The answer must consist only of the lines from the line with "Target: cardigan pocket" to the line with "put a marker on the dark background", both included, exactly as they stand below.

= Beginning of Section =

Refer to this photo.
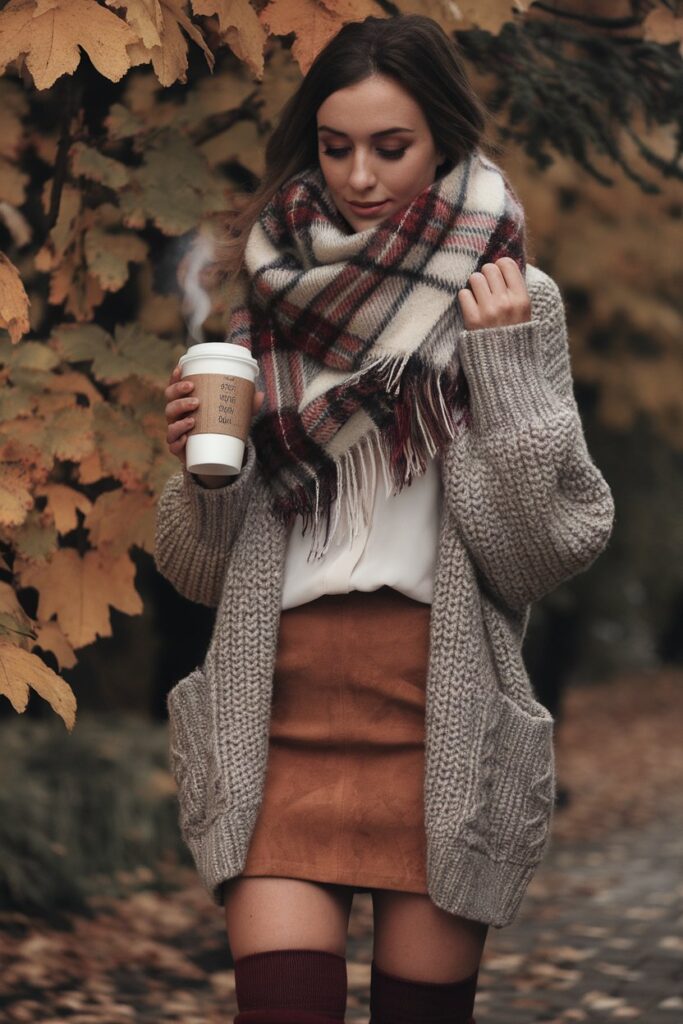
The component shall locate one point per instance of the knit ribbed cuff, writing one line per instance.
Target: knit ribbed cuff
(210, 506)
(505, 371)
(466, 883)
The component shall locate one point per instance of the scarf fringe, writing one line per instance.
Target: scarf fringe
(426, 416)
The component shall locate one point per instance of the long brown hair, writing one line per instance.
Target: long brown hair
(415, 51)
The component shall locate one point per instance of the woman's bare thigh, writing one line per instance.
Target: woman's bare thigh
(265, 912)
(418, 940)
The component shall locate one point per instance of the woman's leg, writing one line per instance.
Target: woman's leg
(425, 962)
(288, 939)
(281, 913)
(416, 939)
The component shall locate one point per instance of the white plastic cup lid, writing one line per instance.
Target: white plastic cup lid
(220, 348)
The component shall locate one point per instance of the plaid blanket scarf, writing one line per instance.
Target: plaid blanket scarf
(356, 337)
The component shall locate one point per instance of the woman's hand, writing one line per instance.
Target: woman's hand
(179, 416)
(498, 296)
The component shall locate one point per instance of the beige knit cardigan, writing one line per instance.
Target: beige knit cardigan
(524, 508)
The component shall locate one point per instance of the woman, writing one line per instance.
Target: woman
(363, 720)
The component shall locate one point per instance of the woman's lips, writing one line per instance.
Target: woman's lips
(368, 211)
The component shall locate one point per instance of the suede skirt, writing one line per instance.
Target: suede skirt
(343, 799)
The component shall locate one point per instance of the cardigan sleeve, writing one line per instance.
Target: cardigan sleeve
(532, 507)
(196, 527)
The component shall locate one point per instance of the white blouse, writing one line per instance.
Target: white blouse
(397, 549)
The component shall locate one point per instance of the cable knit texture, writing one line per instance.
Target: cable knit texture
(524, 509)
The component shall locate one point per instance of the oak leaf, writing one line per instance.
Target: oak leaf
(49, 637)
(174, 187)
(12, 183)
(119, 519)
(240, 28)
(109, 254)
(13, 619)
(145, 17)
(242, 142)
(62, 503)
(13, 301)
(487, 14)
(281, 78)
(665, 27)
(80, 590)
(13, 107)
(15, 497)
(131, 352)
(20, 670)
(50, 35)
(92, 164)
(169, 57)
(34, 540)
(312, 25)
(125, 450)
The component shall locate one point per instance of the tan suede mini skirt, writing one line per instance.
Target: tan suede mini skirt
(343, 800)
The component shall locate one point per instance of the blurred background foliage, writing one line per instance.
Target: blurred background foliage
(117, 165)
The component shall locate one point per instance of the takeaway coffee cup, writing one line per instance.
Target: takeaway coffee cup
(223, 376)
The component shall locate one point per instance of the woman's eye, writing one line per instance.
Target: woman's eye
(386, 154)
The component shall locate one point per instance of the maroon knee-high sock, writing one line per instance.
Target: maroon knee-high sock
(291, 986)
(398, 1000)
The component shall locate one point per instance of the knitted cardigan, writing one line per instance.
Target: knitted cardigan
(524, 508)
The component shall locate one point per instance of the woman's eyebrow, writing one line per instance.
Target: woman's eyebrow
(375, 134)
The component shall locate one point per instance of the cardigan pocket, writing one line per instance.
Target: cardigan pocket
(189, 750)
(511, 818)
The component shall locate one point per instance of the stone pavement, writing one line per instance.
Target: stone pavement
(598, 937)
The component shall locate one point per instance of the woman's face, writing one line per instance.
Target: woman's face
(374, 146)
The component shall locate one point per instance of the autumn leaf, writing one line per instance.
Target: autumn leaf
(20, 670)
(144, 16)
(487, 14)
(34, 540)
(312, 25)
(15, 497)
(240, 28)
(13, 107)
(51, 33)
(80, 590)
(169, 56)
(62, 502)
(132, 351)
(94, 165)
(174, 187)
(13, 301)
(108, 255)
(120, 519)
(49, 637)
(12, 616)
(665, 27)
(243, 142)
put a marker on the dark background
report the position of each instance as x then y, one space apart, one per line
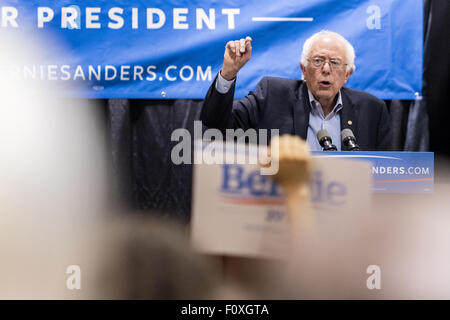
146 180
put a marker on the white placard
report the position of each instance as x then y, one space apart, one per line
239 212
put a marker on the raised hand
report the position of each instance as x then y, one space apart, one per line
236 55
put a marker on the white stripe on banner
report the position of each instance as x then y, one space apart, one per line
282 19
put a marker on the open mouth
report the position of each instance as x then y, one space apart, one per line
325 84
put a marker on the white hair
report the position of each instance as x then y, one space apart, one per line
349 50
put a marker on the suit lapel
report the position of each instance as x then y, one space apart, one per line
301 111
349 113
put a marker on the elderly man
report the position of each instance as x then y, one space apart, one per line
300 107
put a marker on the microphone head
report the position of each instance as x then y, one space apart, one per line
323 134
347 133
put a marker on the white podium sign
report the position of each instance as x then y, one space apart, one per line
239 212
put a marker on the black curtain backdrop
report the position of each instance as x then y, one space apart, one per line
147 181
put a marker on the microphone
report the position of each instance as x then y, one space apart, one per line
325 140
349 140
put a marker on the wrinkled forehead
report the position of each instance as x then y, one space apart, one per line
329 46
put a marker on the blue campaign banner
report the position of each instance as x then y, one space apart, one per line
173 49
394 172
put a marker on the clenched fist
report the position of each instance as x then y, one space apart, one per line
237 53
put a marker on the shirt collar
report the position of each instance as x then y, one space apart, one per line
316 107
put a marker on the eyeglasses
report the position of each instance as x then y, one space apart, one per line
335 64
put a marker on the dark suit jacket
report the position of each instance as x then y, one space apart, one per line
283 104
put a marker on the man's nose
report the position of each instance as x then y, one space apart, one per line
326 67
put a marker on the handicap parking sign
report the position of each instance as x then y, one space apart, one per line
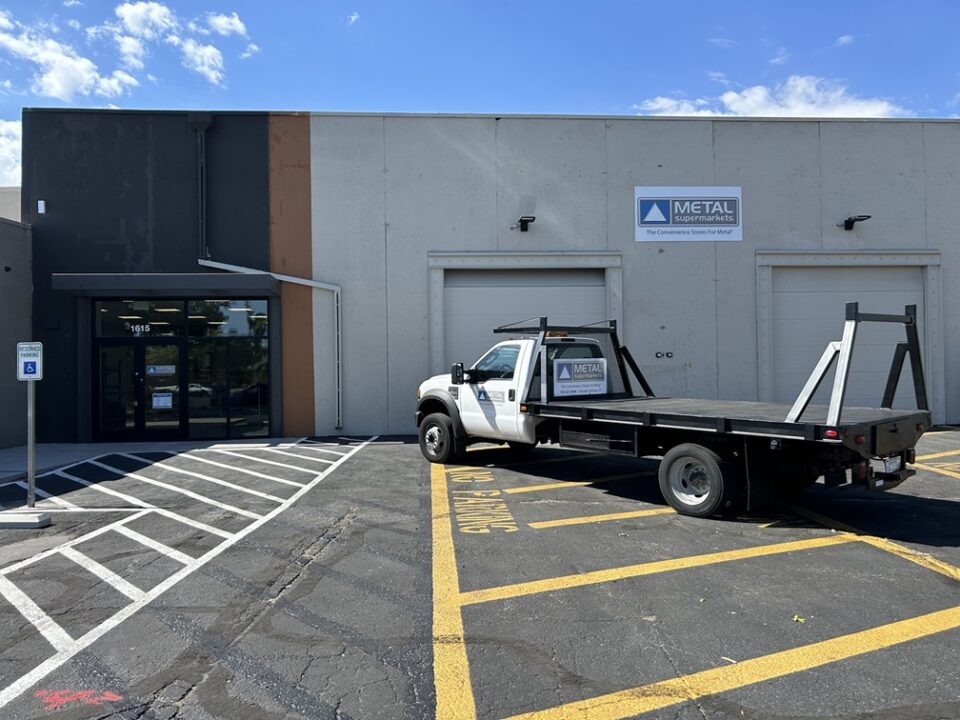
29 361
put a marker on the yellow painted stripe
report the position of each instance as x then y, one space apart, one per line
922 559
656 696
451 671
934 468
563 522
546 486
630 571
558 485
934 456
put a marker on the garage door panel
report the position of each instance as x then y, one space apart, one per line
475 302
809 311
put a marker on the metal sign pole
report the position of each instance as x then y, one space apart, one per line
31 448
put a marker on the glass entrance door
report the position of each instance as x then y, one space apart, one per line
141 386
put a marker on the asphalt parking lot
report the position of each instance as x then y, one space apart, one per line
347 578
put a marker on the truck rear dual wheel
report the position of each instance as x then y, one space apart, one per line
696 481
436 438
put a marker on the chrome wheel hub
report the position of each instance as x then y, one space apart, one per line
689 480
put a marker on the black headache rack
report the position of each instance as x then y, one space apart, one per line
868 432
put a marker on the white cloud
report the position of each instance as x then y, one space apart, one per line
722 42
205 60
131 50
116 84
227 24
720 78
10 141
781 57
62 73
148 20
799 96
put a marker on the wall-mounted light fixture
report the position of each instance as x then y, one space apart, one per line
852 220
523 223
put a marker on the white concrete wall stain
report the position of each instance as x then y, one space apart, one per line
387 190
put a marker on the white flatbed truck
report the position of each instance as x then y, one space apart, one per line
579 388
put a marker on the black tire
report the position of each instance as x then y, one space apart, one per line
436 438
521 448
696 481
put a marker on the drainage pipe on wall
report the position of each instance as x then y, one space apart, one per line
335 289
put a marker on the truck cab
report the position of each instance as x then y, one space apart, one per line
482 403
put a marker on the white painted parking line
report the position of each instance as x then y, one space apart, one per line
44 624
254 473
26 681
149 542
182 491
315 448
300 457
47 496
108 491
248 458
70 543
104 573
194 523
216 481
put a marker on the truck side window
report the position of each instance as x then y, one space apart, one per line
499 363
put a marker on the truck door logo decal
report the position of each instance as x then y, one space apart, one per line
491 396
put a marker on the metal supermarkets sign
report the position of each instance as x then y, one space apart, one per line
687 213
579 377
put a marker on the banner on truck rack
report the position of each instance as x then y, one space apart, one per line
579 377
687 213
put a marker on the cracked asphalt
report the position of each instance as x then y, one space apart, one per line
327 610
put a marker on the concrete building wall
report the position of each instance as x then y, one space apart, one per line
10 203
16 291
389 190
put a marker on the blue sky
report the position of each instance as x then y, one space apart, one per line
607 57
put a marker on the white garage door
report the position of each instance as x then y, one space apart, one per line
808 312
476 301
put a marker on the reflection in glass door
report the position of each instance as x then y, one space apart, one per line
118 397
161 387
140 390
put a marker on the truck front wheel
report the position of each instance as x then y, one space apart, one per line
436 438
696 481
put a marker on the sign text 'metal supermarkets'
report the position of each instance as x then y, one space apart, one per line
687 213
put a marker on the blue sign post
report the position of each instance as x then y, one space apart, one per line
29 370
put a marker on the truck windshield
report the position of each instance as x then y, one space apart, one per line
499 363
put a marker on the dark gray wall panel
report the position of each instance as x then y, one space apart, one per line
122 195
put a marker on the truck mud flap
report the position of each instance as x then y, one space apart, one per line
605 437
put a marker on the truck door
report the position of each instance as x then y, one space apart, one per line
488 407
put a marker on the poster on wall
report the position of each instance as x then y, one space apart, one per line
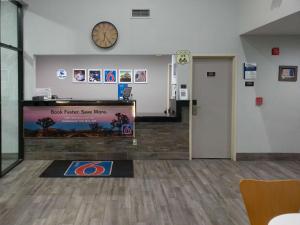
61 74
121 88
78 121
79 76
94 76
125 76
110 76
250 71
288 73
140 76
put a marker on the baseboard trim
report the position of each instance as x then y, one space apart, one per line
267 156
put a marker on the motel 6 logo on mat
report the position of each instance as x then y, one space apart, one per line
126 129
89 168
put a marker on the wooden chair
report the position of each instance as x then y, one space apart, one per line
266 199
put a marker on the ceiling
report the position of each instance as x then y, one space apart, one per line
289 25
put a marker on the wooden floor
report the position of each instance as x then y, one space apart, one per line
198 192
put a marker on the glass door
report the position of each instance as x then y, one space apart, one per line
11 64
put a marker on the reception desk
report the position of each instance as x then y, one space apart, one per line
78 118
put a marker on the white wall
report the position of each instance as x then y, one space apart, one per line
151 97
274 126
201 26
256 13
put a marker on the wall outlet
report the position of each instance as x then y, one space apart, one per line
134 141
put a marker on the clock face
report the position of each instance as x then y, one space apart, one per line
105 34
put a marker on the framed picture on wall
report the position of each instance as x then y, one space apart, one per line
125 76
79 75
140 76
94 76
288 73
110 76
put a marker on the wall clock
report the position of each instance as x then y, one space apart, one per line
105 34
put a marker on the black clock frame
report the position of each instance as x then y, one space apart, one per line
102 22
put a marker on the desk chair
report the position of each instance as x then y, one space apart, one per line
266 199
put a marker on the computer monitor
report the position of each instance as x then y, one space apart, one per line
127 93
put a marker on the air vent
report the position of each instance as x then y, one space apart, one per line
140 13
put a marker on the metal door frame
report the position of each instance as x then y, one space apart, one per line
233 140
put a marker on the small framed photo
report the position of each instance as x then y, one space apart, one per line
110 76
288 73
140 76
79 75
125 76
94 76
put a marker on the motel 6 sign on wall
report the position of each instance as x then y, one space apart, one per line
183 57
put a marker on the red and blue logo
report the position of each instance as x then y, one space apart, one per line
89 168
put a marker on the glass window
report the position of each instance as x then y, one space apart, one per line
9 107
9 23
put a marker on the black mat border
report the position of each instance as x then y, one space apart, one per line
121 169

= End of Section =

ANSWER FOR THE TASK.
Target: cardigan pocket
(189, 750)
(511, 818)
The component shall locate one point per instance of the stone pavement, writing one line per instance.
Target: stone pavement
(598, 937)
The component shall locate one point per instance of the woman's face, writing one line per instance.
Target: woman's face
(374, 146)
The component shall locate one point per instance of the autumn leaf, writing one line per instance.
Target: autumn leaf
(20, 670)
(144, 16)
(487, 14)
(34, 540)
(312, 25)
(15, 497)
(240, 28)
(13, 107)
(51, 33)
(80, 590)
(169, 56)
(62, 502)
(132, 351)
(94, 165)
(174, 187)
(13, 301)
(108, 255)
(120, 519)
(49, 637)
(12, 616)
(665, 27)
(243, 142)
put a marker on the dark background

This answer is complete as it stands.